Sosok di Balik Cove, Bisnis Co-Living yang Justru Bangkit Saat Pandemi
ihgma.com – Bisnis manajemen co-living atau tempat tinggal bersama seperti kos dan apartemen semakin menggeliat. Salah satu yang berhasil tumbuh dan bangkit bahkan sejak pandemi adalah Cove.
Bukan asli Indonesia, Country Director Cove Rizky Kusumo mengatakan bahwa usaha ini bermula di Singapura pada 2018, didirikan oleh tiga founder yang merupakan orang Eropa, ada Guillaume Castagne, Luca Bregoli, dan Sophie Jokelson.
Mengutip Bisnis dari Linked In-nya, Guillaume Castagne merupakan lulusan Industrial Management and Economics dari KTH Royal Institute of Technology dan melanjutkan pendidikannya ke jenjang Master of Engineering di INSA Lyon.
Sebelum mendirikan Cove, dia pernah berkarier di Lazada Group dan di Bain& Company, sebelum kemudian memulai bisnis sendiri mendirikan Vaniday pada 2015 dan mendirikan Cove pada 2018.

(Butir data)

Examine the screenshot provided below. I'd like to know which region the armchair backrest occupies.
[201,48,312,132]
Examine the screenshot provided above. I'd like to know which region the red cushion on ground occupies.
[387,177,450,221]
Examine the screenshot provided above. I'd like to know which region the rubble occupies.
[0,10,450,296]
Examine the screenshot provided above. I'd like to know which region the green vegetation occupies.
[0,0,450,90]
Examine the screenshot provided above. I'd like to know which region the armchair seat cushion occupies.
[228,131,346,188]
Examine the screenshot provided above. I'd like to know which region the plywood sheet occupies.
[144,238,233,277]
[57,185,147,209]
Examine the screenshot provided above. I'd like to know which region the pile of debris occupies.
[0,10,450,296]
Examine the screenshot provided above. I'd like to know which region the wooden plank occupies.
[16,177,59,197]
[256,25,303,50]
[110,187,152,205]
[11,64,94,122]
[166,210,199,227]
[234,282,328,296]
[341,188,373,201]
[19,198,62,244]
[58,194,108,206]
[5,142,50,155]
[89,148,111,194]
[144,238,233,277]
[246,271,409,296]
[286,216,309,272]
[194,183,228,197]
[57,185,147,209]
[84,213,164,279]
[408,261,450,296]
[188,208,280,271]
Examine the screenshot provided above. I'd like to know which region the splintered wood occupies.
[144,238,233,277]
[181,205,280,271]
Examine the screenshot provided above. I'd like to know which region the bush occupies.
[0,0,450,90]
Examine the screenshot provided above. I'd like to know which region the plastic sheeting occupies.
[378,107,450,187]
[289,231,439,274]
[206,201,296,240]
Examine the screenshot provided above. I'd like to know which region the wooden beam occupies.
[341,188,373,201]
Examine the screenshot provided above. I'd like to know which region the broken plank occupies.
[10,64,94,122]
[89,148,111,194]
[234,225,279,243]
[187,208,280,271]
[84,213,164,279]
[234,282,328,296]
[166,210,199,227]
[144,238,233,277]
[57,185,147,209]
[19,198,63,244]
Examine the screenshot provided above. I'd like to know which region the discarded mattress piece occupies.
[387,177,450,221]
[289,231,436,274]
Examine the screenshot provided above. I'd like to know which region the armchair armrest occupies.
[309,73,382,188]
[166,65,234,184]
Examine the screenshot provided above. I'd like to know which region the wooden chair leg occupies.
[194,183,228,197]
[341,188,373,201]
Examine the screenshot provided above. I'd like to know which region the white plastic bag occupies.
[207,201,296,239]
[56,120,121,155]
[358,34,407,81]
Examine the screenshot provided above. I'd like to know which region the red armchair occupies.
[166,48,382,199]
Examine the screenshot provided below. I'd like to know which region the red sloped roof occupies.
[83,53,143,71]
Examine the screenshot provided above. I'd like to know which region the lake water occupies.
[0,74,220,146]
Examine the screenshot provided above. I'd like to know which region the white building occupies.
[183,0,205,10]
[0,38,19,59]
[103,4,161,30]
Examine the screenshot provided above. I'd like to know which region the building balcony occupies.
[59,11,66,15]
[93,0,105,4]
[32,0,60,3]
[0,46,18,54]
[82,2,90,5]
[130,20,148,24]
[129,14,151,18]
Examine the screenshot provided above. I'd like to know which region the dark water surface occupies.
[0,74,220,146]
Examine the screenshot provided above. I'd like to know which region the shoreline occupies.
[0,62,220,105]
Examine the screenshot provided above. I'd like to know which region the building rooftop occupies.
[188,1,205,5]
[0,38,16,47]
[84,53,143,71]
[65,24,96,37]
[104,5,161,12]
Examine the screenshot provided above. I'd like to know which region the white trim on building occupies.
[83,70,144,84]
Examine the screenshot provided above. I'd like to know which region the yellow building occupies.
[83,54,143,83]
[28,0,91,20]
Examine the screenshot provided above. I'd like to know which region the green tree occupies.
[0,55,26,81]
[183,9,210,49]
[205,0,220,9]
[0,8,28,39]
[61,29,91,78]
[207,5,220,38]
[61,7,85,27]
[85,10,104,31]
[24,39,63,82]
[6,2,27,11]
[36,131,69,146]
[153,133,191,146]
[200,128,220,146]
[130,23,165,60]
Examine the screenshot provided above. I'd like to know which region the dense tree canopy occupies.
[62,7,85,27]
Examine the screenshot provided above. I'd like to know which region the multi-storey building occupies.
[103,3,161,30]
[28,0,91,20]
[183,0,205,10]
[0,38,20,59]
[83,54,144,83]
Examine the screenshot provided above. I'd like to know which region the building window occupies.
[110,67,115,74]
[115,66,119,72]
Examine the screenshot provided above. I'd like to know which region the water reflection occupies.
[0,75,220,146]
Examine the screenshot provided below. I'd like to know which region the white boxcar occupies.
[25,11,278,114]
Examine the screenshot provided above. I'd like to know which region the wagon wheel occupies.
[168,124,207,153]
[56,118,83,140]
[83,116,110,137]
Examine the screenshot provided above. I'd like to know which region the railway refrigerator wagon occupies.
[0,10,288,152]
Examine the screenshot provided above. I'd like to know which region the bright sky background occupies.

▶ [CARA MENGERJAKAN]:
Tuliskan ulang tanpa perubahan bagian artikel tentang Cove, dimulai dari kata-kata yang memuat "Mengutip Bisnis dari" dan berhenti setelah "Cove pada 2018.".

▶ [JAWABAN TERTULIS]:
Mengutip Bisnis dari Linked In-nya, Guillaume Castagne merupakan lulusan Industrial Management and Economics dari KTH Royal Institute of Technology dan melanjutkan pendidikannya ke jenjang Master of Engineering di INSA Lyon.
Sebelum mendirikan Cove, dia pernah berkarier di Lazada Group dan di Bain& Company, sebelum kemudian memulai bisnis sendiri mendirikan Vaniday pada 2015 dan mendirikan Cove pada 2018.